**Problem statement:**
Please copy out the lines below word for word, leaving out the pictures.

<<<<

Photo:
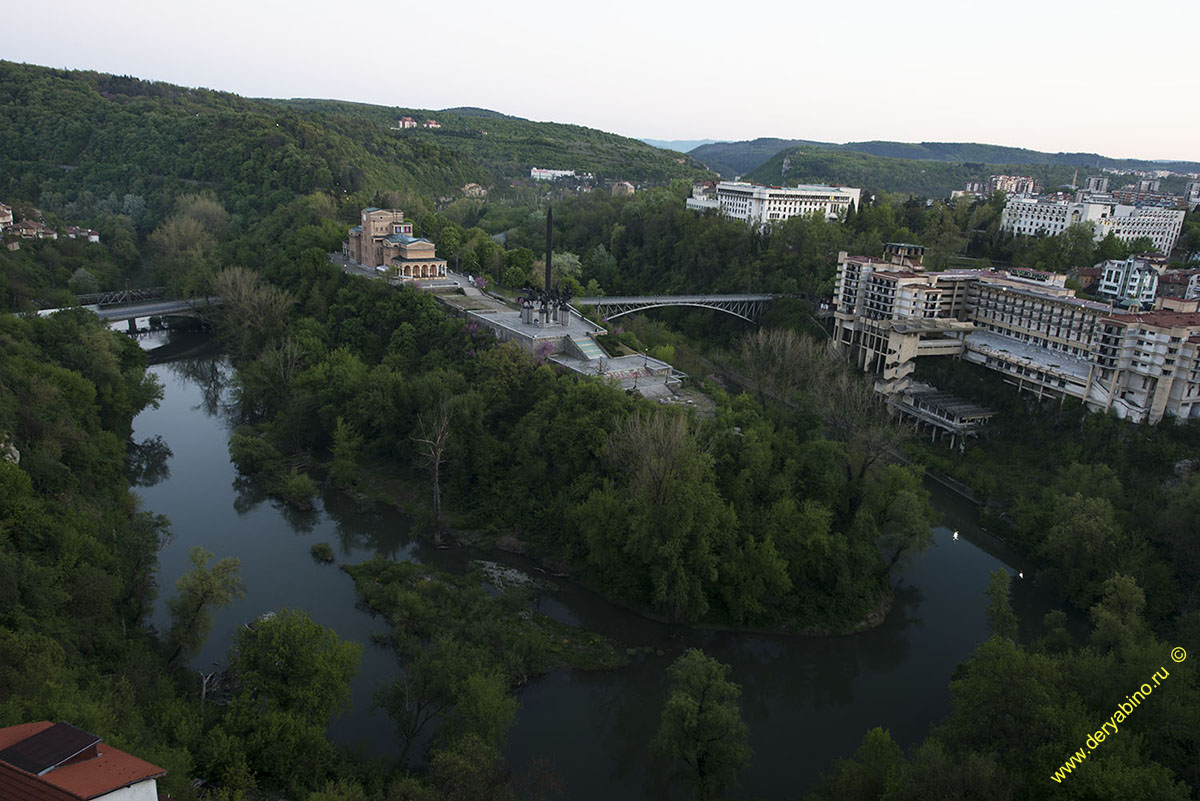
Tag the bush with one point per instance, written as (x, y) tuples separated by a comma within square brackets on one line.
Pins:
[(298, 491)]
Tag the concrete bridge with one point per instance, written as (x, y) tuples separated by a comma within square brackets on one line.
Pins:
[(747, 307), (131, 312), (193, 307)]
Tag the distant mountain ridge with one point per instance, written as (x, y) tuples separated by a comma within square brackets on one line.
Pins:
[(912, 176), (732, 158), (486, 113), (679, 145)]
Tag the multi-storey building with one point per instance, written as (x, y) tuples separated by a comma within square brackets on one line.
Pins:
[(385, 241), (1013, 184), (1030, 216), (1192, 193), (1139, 198), (1133, 281), (1027, 326), (1149, 365), (768, 204), (1182, 284)]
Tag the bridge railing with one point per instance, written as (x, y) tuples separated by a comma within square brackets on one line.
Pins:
[(123, 296)]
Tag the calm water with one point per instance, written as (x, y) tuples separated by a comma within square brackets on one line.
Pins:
[(807, 702)]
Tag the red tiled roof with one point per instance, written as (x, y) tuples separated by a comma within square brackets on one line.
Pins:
[(112, 770), (1162, 318)]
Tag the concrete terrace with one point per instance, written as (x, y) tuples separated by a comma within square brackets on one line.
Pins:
[(993, 344)]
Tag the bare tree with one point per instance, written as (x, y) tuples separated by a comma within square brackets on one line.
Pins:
[(433, 432), (285, 359), (649, 447), (255, 313)]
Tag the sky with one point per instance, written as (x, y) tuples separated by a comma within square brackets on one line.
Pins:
[(1119, 79)]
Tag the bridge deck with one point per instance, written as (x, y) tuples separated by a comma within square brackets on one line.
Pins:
[(616, 300)]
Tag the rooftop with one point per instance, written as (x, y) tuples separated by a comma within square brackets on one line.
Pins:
[(1044, 359), (1163, 319), (57, 762), (405, 239)]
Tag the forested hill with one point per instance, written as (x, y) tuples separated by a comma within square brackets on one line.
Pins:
[(84, 140), (81, 137), (509, 145), (898, 175), (741, 157)]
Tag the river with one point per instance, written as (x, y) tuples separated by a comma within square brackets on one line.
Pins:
[(807, 700)]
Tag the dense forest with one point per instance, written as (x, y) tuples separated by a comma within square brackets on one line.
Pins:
[(784, 510), (901, 175), (732, 158), (509, 145)]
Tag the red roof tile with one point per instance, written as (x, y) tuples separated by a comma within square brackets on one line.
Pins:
[(1161, 318), (111, 770)]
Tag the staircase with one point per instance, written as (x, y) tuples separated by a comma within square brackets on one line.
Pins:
[(587, 347)]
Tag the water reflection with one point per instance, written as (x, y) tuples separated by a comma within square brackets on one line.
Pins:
[(805, 700), (210, 374), (149, 462)]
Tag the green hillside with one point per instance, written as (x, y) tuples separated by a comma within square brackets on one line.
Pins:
[(509, 146), (898, 175), (93, 145), (741, 157), (89, 139)]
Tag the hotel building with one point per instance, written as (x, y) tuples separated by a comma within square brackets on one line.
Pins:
[(1133, 281), (1023, 324), (768, 204), (1030, 216)]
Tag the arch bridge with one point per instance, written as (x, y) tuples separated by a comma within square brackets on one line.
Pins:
[(748, 307)]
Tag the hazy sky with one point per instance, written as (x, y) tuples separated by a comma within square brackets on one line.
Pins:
[(1115, 78)]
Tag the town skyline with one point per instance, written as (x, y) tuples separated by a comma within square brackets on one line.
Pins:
[(911, 74)]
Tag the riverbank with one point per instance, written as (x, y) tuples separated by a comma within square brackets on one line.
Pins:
[(411, 497), (593, 726)]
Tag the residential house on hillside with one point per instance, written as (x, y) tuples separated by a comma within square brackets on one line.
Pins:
[(75, 232), (1180, 284), (385, 241), (57, 762), (34, 229)]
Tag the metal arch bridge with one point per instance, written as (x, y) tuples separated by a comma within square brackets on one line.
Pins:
[(157, 308), (748, 307)]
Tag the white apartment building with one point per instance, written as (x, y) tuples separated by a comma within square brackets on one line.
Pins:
[(540, 174), (1133, 281), (1024, 325), (1029, 216), (768, 204), (1013, 184)]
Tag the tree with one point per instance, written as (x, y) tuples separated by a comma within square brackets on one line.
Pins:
[(347, 444), (433, 433), (297, 666), (184, 256), (199, 591), (701, 723), (484, 708), (253, 313), (1001, 618), (864, 776)]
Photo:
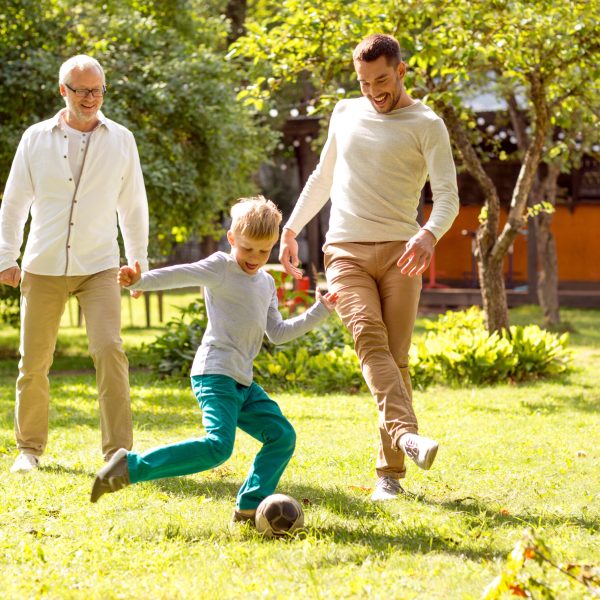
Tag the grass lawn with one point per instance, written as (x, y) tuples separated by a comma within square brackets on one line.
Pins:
[(511, 457)]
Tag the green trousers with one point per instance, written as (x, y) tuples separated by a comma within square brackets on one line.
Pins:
[(225, 406)]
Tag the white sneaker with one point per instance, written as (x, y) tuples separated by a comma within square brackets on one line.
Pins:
[(386, 488), (420, 449), (25, 462)]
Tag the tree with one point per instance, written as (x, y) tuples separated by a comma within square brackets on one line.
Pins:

>>>>

**Result of this exercise:**
Photo:
Tag the bush with one point per instance, written as (x, y) tuples separated by a comma within square brackets on one line.
Pins:
[(298, 491)]
Tag the concrete bridge with one point per instance, written as (x, y) tuples separated by a comma within square brackets on one line.
Pins:
[(747, 307), (131, 312), (193, 307)]
Tag the distant mountain ridge with one point per instance, written as (x, y) tuples separated by a comma within square brackets on one line.
Pins:
[(912, 176), (732, 158), (486, 113), (679, 145)]
Tag the multi-storey building with one point per instance, written as (x, y) tuples separated by a comma within square brackets on one line.
Pins:
[(385, 241), (1013, 184), (1030, 216), (1192, 193), (1139, 198), (1133, 281), (1027, 326), (1149, 365), (768, 204), (1182, 284)]
Tag the bridge railing with one point per instance, written as (x, y) tuples separated by a comma within square brackets on one line.
Pins:
[(123, 296)]
Tag the calm water with one point per instance, written as (x, y) tuples separated by a comma within square brackets on one line.
Pins:
[(807, 702)]
Tag the red tiled roof with one point per instance, written as (x, y) tuples separated by a comma within square brackets on one line.
Pins:
[(112, 770), (1162, 318)]
Tag the concrete terrace with one point per instance, written as (x, y) tuples separated by a comma within square brackets on one line.
Pins:
[(993, 344)]
Tag the bare tree with one point per instance, written as (x, y) tuples separated by a comma within square brackets on one line.
Pins:
[(433, 432), (285, 359), (649, 447), (255, 313)]
Tag the sky with one point per instance, written as (x, y) tuples separated by a comma within square brackets on one line.
Pins:
[(1119, 79)]
Tag the bridge deck with one point per instance, written as (x, y) tuples separated by a comma within square brackets on one line.
Pins:
[(616, 300)]
Tag the rooftop with one point per instance, written as (x, y) tuples separated by a comma within square brackets on one line.
Pins:
[(1044, 359), (1163, 319), (57, 762), (405, 239)]
Tag the forested hill with one point per instance, written as (x, y) tuples separated by a comma within square brackets on one line.
Pins:
[(84, 140), (81, 137), (509, 145), (898, 175), (741, 157)]
Tag the river with one point per instance, written as (x, y) tuples separated by a comma within square brackets on one line.
Pins:
[(807, 700)]
Tag the dense forest with one point per instance, written as (x, y) tuples separated by a comma within square brackets on one line.
Pins:
[(784, 510), (901, 175), (732, 158), (509, 145)]
Tag the red roof tile with one point per instance, written as (x, y) tuples separated by a comma within square brackets on one line.
Pins:
[(1161, 318), (111, 770)]
Tag the staircase with one point per instance, written as (x, y) tuples separated by a comma within square brackets on one line.
Pins:
[(587, 347)]
Tag the water reflection with one point per instance, written as (x, y) tuples separated by a comma within square brackets on one line.
Pins:
[(805, 700), (210, 374), (149, 462)]
Tag the green hillside with one point per instance, written as (x, y) tuples separated by a comma within square brackets on one line.
Pins:
[(509, 146), (898, 175), (93, 145), (741, 157), (89, 139)]
Tag the hotel building with one point per instance, written as (x, y) tuples separated by a comma within square brackets on one line.
Pins:
[(1133, 281), (1023, 324), (768, 204), (1030, 216)]
Tag the arch bridge with one point per instance, written as (x, y) tuples separated by a comma within square brackets on one line.
Pins:
[(748, 307)]
Tag the hazy sky with one point per instance, written as (x, y) tuples separated by a comma within square brackets on one line.
Pins:
[(1115, 78)]
Tag the town skyline with one point per instance, written as (x, y) tuples separated by a comma within square brackets on one line.
Pins:
[(911, 74)]
Tag the riverbank with one point per instance, written as (x, y) tuples separated by a comma within square brackets on one line.
Pins:
[(411, 497), (593, 726)]
Tag the residential house on hillside with one point per instance, written as (x, y) tuples separated by a comma within square brackets on one line.
Pins:
[(75, 232), (1180, 284), (385, 241), (57, 762), (34, 229)]
Tag the metal arch bridge with one point per instance, written as (x, y) tuples separated by a comma within square brackets on one line.
Pins:
[(157, 308), (748, 307)]
Tag the white apartment building with one point per instance, written as (x, y) tuples separated by a comma within square brackets on one line.
Pins:
[(540, 174), (1133, 281), (1024, 325), (1029, 216), (768, 204), (1013, 184)]
Tag the tree with one point per instance, written as (x, y) tuples separated by a comma within square brackets on one line.
Pins:
[(347, 444), (433, 433), (297, 666), (184, 256), (199, 591), (701, 723), (484, 708), (253, 313), (1001, 618), (864, 776)]
Photo:
Tag the grass lawn with one point per instance, written as (x, y) tuples separated by a comma within square brackets on one line.
Pins:
[(511, 457)]
Tag the green trousers with one point per instance, written as (x, y) tuples separated by a comma within square brackets on one line.
Pins:
[(225, 406)]
Tag the white sneaker with one point per instance, written as (x, y) tuples separated by a comma within square brackets on one line.
Pins:
[(386, 488), (420, 449), (25, 462)]
Tag the tree with one point per instance, written as (x, y) tuples separated by a comma within square brackets on one line.
Pins:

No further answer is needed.